Given text ::
-*-*-

We hope that as the Web evolves more facilities becomes available to efficiently associate meta data such as indexing information with a document. This is being worked on...

How do I register my page with a robot?

You guessed it, it depends on the service :-) Most services have a link to a URL submission form on their search page.

Fortunately you don't have to submit your URL to every service by hand: Submit-it <URL: http://www.submit-it.com/> will do it for you.

For Server Administrators

How do I know if I've been visited by a robot?

You can check your server logs for sites that retrieve many documents, especially in a short time.

If your server supports User-agent logging you can check for retrievals with unusual User-agent heder values.

Finally, if you notice a site repeatedly checking for the file '/robots.txt' chances are that is a robot too.

I've been visited by a robot! Now what?

Well, nothing :-) The whole idea is they are automatic; you don't need to do anything.

If you think you have discovered a new robot (ie one that is not listed on the list of active robots, and it does more than sporadic visits, drop me a line so I can make a note of it for future reference. But please don't tell me about every robot that happens to drop by!

A robot is traversing my whole site too fast!

This is called "rapid-fire", and people usually notice it if they're monitoring or analysing an access log file.

First of all check if it is a problem by checking the load of your server, and monitoring your servers' error log, and concurrent connections if you can. If you have a medium or high performance server, it is quite likely to be able to cope a high load of even several requests per second, especially if the visits are quick.

However you may have problems if you have a low performance site, such as your own desktop PC or Mac you're working on, or you run low performance server software, or if you have many long retrievals (such as CGI scripts or large documents). These problems manifest themselves in refused connections, a high load, performance slowdowns, or in extreme cases a system crash.

-*-*-

Stored data ::
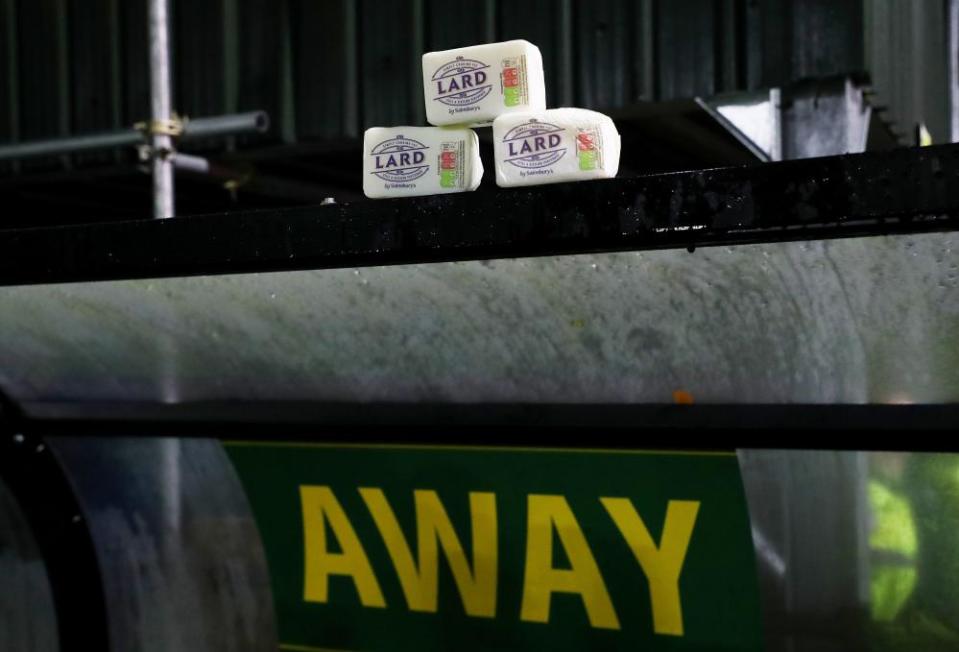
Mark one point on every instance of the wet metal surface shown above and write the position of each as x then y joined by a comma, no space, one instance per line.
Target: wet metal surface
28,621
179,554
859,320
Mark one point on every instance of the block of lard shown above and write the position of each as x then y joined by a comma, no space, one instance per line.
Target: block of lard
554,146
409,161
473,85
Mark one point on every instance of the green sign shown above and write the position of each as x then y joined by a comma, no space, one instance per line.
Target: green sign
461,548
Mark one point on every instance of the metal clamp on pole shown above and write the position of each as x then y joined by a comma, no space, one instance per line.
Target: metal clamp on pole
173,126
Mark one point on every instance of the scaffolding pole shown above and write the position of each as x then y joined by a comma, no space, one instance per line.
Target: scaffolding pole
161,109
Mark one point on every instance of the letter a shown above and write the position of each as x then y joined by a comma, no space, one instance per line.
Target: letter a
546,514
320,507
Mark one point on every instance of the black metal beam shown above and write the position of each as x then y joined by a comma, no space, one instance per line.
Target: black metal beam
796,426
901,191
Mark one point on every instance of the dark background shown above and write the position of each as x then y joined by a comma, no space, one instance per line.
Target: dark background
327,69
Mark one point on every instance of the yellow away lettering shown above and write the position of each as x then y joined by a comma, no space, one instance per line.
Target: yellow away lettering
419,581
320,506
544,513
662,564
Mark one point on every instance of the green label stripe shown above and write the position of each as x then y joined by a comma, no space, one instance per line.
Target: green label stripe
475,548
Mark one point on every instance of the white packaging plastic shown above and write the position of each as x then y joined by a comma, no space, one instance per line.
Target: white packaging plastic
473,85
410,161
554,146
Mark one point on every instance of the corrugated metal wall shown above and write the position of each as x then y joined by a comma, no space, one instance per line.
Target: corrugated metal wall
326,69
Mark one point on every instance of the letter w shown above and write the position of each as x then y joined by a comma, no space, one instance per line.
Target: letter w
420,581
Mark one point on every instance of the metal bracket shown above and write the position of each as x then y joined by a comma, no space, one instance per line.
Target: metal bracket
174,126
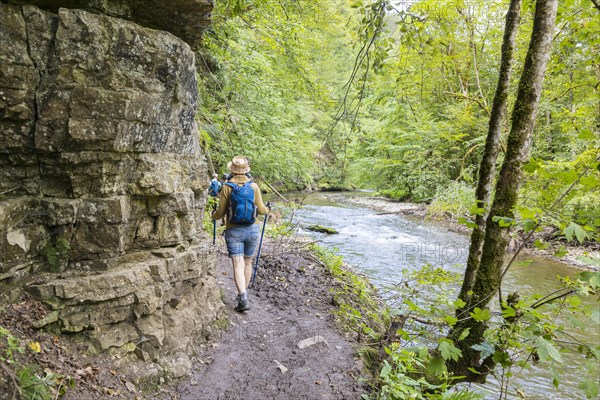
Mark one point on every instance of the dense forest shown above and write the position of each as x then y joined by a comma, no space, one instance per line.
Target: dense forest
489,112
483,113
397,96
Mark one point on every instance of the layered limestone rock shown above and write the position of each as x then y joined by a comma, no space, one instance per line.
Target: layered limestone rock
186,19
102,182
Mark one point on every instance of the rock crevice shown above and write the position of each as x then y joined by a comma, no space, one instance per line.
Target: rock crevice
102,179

-*-*-

To-do list ::
1 – Using the robots FAQ, decide whether each statement below agrees with it. Answer yes or no for each, and quote the words from the FAQ that decide it.
(a) Submit-it can send a URL to the services so you don't have to do it by hand.
(b) The author wants to be told about every robot that visits a site.
(c) A site that repeatedly checks for the file '/robots.txt' is probably a robot.
2 – Answer these questions using the robots FAQ.
(a) Where do most services have a link to a URL submission form?
(b) What is it called when a robot traverses a whole site too fast?
(c) In what ways do the problems of a low performance site manifest themselves?
3 – Give a continuation of the robots FAQ, starting after its last sentence.

Final answers ::
1 –
(a) Yes: "Fortunately you don't have to submit your URL to every service by hand: Submit-it <URL: http://www.submit-it.com/> will do it for you."
(b) No: "But please don't tell me about every robot that happens to drop by!"
(c) Yes: "if you notice a site repeatedly checking for the file '/robots.txt' chances are that is a robot too."

2 –
(a) On their search page.
(b) "Rapid-fire."
(c) In refused connections, a high load, performance slowdowns, or in extreme cases a system crash.

3 –
If this happens, there are a few things you should do. Most importantly, start logging information: when did you notice, what happened, what do your logs say, what are you doing in response etc; this helps investigating the problem later. Secondly, try and find out where the robot came from, what IP addresses or DNS domains, and see if they are mentioned in the list of active robots. If you can identify a site this way, you can email the person responsible, and ask them what's up. If this doesn't help, try their own site for telephone numbers, or mail postmaster at their domain.

If the robot is not on the list, mail me with all the information you have collected, including actions on your part. If I can't help, at least I can make a note of it for others.

How do I keep a robot off my server?

Read the next section...

Robots exclusion standard

Why do I find entries for /robots.txt in my log files?

They are probably from robots trying to see if you have specified any rules for them using the Standard for Robot Exclusion, see also below.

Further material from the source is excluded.